# To do
Leaving out every picture, retype the lines below from the top through the one that contains "Somewhere in the picture above is the damask".

[Referring expression grounding data]

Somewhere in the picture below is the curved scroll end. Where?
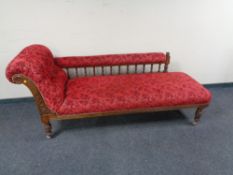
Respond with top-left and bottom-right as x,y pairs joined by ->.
5,44 -> 54,83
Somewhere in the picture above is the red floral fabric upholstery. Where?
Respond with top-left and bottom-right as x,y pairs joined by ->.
6,45 -> 211,116
58,72 -> 211,115
6,45 -> 67,112
54,53 -> 166,67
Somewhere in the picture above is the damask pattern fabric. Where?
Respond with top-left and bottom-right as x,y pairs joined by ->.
54,52 -> 166,67
58,72 -> 211,115
6,45 -> 67,112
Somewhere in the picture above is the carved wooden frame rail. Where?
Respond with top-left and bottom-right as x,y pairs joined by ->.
11,52 -> 209,139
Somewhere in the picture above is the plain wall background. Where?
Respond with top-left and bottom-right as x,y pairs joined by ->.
0,0 -> 233,99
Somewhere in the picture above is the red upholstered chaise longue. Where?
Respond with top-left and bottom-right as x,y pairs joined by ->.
6,45 -> 211,138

# Solution for this task
Somewhere in the picture below is the curved scroll end. Where?
Respond with top-left and bottom-right as x,y pairs joined by ->.
5,44 -> 54,83
Somewhere in the picture above is the red floral fabric upholstery. Where?
Respond with top-left and bottom-right as x,y pairs joined by ->.
6,45 -> 211,116
58,72 -> 211,115
6,45 -> 67,112
54,53 -> 166,67
Somewhere in the picture above is the damask pattern fabric. Where?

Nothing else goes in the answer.